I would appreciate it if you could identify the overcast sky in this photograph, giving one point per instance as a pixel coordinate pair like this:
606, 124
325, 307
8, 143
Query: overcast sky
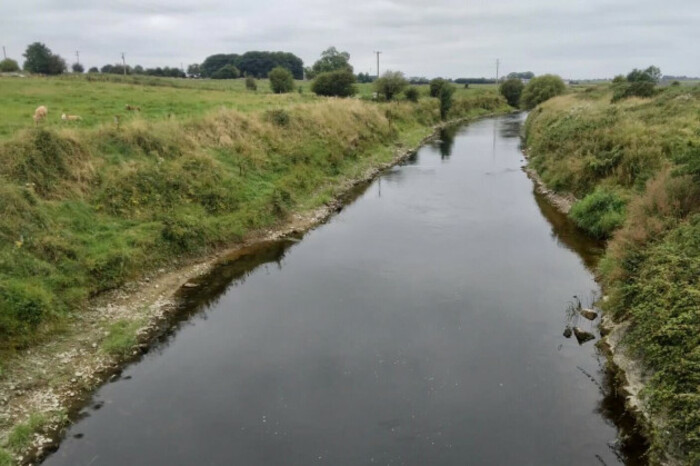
576, 39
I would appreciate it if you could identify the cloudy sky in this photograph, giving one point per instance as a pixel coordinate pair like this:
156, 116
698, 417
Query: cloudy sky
573, 38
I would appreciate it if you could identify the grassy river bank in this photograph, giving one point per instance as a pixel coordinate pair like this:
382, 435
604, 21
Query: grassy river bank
634, 167
96, 214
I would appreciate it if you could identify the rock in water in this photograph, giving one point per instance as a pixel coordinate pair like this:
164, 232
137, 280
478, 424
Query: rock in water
582, 336
588, 314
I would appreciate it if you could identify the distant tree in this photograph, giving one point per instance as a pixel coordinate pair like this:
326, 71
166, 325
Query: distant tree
446, 92
540, 89
8, 65
338, 83
411, 94
281, 80
250, 83
511, 89
39, 59
226, 72
364, 78
435, 86
193, 71
331, 60
390, 84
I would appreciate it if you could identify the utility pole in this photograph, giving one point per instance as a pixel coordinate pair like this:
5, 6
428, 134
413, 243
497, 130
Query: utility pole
377, 52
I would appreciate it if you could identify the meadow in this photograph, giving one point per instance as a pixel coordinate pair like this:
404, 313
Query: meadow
88, 206
635, 166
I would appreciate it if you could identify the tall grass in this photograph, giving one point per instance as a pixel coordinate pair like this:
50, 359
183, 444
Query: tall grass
636, 166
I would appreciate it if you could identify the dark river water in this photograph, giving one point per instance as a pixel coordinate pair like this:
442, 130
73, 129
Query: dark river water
421, 325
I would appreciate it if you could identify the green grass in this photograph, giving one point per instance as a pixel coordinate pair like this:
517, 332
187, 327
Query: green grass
636, 166
87, 209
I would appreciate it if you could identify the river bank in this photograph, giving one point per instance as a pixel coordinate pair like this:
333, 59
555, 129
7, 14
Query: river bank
43, 388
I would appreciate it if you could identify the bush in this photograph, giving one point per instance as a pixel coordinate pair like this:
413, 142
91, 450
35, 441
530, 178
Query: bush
8, 65
226, 72
339, 83
281, 80
435, 86
250, 83
540, 89
411, 94
390, 84
512, 89
600, 213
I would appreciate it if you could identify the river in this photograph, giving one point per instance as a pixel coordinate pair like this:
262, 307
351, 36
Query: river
421, 325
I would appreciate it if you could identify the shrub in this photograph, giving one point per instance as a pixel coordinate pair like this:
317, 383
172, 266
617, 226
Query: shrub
250, 83
226, 72
339, 83
600, 213
540, 89
411, 94
390, 84
435, 86
281, 80
511, 89
446, 93
8, 65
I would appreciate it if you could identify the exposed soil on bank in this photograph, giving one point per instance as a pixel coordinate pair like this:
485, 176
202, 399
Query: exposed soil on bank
56, 379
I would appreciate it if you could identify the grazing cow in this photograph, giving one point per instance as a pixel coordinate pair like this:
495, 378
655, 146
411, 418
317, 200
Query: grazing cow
40, 113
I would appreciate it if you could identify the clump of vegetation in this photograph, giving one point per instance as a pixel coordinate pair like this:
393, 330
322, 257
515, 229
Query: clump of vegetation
226, 72
638, 83
436, 86
540, 89
599, 213
411, 93
250, 83
646, 152
512, 89
340, 83
390, 84
8, 65
281, 80
40, 59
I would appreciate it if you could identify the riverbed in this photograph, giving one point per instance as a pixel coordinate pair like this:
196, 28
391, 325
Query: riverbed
423, 324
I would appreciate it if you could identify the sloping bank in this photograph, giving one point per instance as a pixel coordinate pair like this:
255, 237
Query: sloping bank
139, 210
635, 168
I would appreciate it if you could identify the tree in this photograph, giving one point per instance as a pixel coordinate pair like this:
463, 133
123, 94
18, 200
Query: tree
39, 59
390, 84
8, 65
511, 89
281, 80
339, 83
193, 71
226, 72
446, 92
331, 60
540, 89
250, 83
435, 86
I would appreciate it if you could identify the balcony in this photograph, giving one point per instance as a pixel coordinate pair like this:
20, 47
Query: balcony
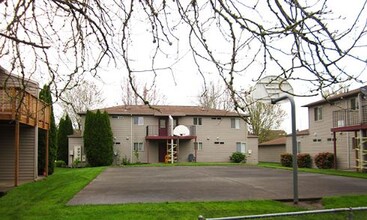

-=-=-

* [DESCRIPTION OF THE TASK]: Check each line above for the word "balcony", and copy the lines where it appears.

* [OUTPUT]:
I would appreciate it if you could identify the balcony in this photograph, giving one point per instance as a pixel coordinate pair like this:
Query: balcony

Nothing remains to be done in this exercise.